__Text excerpt__.
^^^^^^^^

Warley is a suburb of Brentwood in Essex, situated to the south of the town. It was notable for being home to the British headquarters of Ford Motor Company prior to their office closure.

It is also home to a development of houses situated around and near the former site of Warley Hospital (a psychiatric hospital), called Clements Park. The development includes a range of house styles modelled around local themes, such as the former water tower that supplied the local area. In 2015  the former site of all the buildings and their architectural features of Warley Hospital was sensitively restored creating high specification homes which secured the heritage asset which was once on the heritage at risk register, known as The Galleries.

There was also another prominent psychiatric hospital in Warley for over 150 years, known as Mascalls Park Mental Hospital, although its operations were moved to Goodmayes Hospital in early 2011.

There is a Borough of Brentwood council ward by the name Warley, which takes in Great Warley, Little Warley, Childerditch and the Woodman Road/Hartswood area of Brentwood. Traditionally it has been a Liberal Democrat-Conservative marginal, which  in 2007 elected the youngest councillor in Britain, at eighteen years of age. It has in recent years elected three Liberal Democrat and one Conservative councillor.

Military history

The military has associations with Warley going back over 200 years. It also had strategic importance during the time of the Spanish Armada – it was used as a meeting place for contingents from eight eastern and midland counties (900 horsemen assembled here) to then travel on to Tilbury. The local common was used as a military camp in 1742, and became a permanent feature as Warley Barracks in 1804.

The Essex Regiment Chapel is located in Eagle Way.() The chapel was built in 1857 and is a Grade II listed building. It was originally built for the East India Company, but with the establishment of the Essex Regiment Depot at Warley, the chapel became the regiment's "home" church. The chapel's interior contains displays of regimental history, memorials, heraldry and regimental colours. The chapel is open by appointment, and on regimental heritage days.

The chapel is near the Warley (Brentwood) Army Reserve drill hall, which is the headquarters of 124 Petroleum Squadron, part of 151 (London) Transport Regiment of the Royal Logistic Corps. 

The site of the old regimental depot and barracks was redeveloped in the 1960s for the headquarters of the Ford Motor Company (architect T.P. Bennett). This closed in 2019 and is being redeveloped. Most of the barracks have been demolished and only the chapel, the officers' mess (now Marillac Nursing Home) and one of the regimental gyms (Keys Hall) remain.

^^^^^^^^

__Task list__.
(a) Rewrite the paragraph in the Warley text that begins "The Essex Regiment Chapel is located" as a bulleted list that keeps its main facts.
(b) According to the Warley text, in what year did the military camp on the local common become permanent as Warley Barracks?
(c) Please write out the Warley text word for word from "The chapel is near" to "(Keys Hall) remain.".

^^^^^^^^

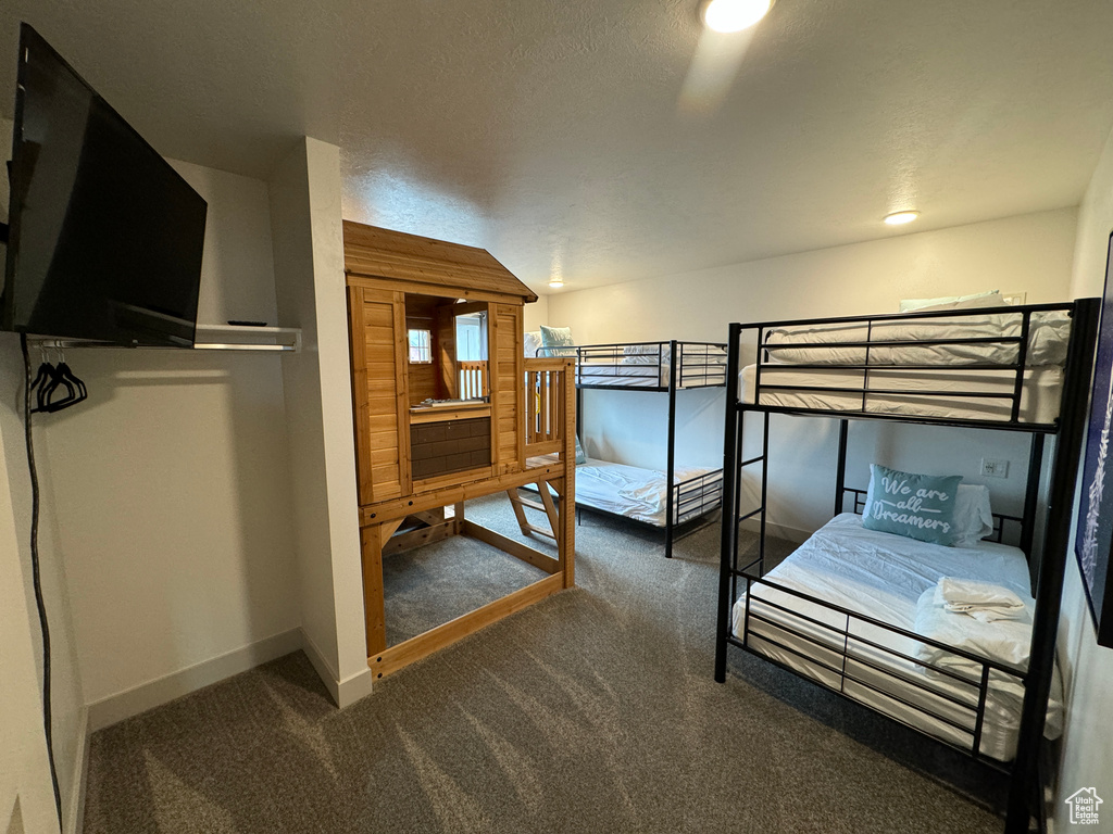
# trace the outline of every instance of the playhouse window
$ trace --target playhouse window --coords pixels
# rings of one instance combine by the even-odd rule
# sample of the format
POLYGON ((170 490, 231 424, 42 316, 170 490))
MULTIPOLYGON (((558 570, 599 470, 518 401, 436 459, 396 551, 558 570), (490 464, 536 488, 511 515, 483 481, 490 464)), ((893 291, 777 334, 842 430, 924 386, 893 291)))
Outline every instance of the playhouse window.
POLYGON ((433 335, 430 330, 410 329, 410 363, 429 365, 433 361, 433 335))

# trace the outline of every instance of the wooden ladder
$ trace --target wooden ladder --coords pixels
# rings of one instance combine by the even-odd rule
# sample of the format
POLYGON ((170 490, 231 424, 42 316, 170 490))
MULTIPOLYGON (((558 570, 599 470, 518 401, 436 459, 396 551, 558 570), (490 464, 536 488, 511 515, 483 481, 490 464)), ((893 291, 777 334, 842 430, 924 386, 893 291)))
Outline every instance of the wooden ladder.
POLYGON ((532 498, 523 498, 519 495, 518 489, 506 490, 506 497, 510 498, 510 505, 514 508, 514 516, 518 518, 518 526, 522 528, 522 535, 529 536, 535 533, 539 536, 546 536, 556 542, 556 530, 560 529, 560 516, 556 513, 556 504, 549 494, 549 485, 546 483, 542 481, 538 484, 538 495, 541 496, 540 502, 532 498), (526 507, 545 514, 545 517, 549 519, 548 530, 530 524, 530 519, 525 516, 526 507))

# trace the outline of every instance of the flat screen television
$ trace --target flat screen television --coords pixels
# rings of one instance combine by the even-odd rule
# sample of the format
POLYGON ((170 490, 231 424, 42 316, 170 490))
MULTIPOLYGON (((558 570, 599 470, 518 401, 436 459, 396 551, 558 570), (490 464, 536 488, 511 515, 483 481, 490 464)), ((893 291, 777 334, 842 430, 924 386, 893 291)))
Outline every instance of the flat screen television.
POLYGON ((0 329, 189 347, 208 206, 20 27, 0 329))

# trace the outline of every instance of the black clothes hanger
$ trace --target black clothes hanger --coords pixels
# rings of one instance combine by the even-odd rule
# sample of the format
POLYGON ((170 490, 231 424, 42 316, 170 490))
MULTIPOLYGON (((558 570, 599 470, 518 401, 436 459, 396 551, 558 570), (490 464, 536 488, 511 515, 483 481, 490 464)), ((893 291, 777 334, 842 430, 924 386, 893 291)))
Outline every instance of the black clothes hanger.
POLYGON ((48 361, 39 366, 30 386, 36 401, 31 414, 53 414, 88 399, 89 390, 85 383, 66 364, 65 357, 60 359, 57 366, 48 361))
POLYGON ((35 375, 35 380, 31 383, 28 391, 35 391, 36 407, 31 409, 31 414, 37 414, 38 411, 45 411, 47 409, 47 401, 42 397, 42 389, 50 381, 55 373, 55 366, 50 363, 43 360, 42 365, 39 366, 38 373, 35 375))
POLYGON ((87 399, 89 396, 88 389, 85 387, 85 383, 75 376, 70 366, 65 361, 60 363, 57 368, 55 368, 55 375, 60 385, 66 387, 66 396, 60 400, 51 400, 47 404, 48 411, 60 411, 63 408, 69 408, 70 406, 76 406, 78 403, 87 399))

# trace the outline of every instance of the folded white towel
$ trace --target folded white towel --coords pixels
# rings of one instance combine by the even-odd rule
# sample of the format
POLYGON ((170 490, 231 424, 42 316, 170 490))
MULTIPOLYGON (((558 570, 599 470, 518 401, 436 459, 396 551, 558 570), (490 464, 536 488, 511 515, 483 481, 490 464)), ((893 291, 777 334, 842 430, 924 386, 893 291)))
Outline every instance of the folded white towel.
POLYGON ((935 604, 983 623, 1024 616, 1024 600, 1003 585, 954 576, 939 579, 935 586, 935 604))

^^^^^^^^

__Exercise solutions__.
(a)
- Located in Eagle Way
- Built in 1857; a Grade II listed building
- Originally built for the East India Company
- Became the Essex Regiment's "home" church after the regiment's depot was established at Warley
- Interior contains displays of regimental history, memorials, heraldry and regimental colours
- Open by appointment and on regimental heritage days

(b) In 1804.

(c)
The chapel is near the Warley (Brentwood) Army Reserve drill hall, which is the headquarters of 124 Petroleum Squadron, part of 151 (London) Transport Regiment of the Royal Logistic Corps. 

The site of the old regimental depot and barracks was redeveloped in the 1960s for the headquarters of the Ford Motor Company (architect T.P. Bennett). This closed in 2019 and is being redeveloped. Most of the barracks have been demolished and only the chapel, the officers' mess (now Marillac Nursing Home) and one of the regimental gyms (Keys Hall) remain.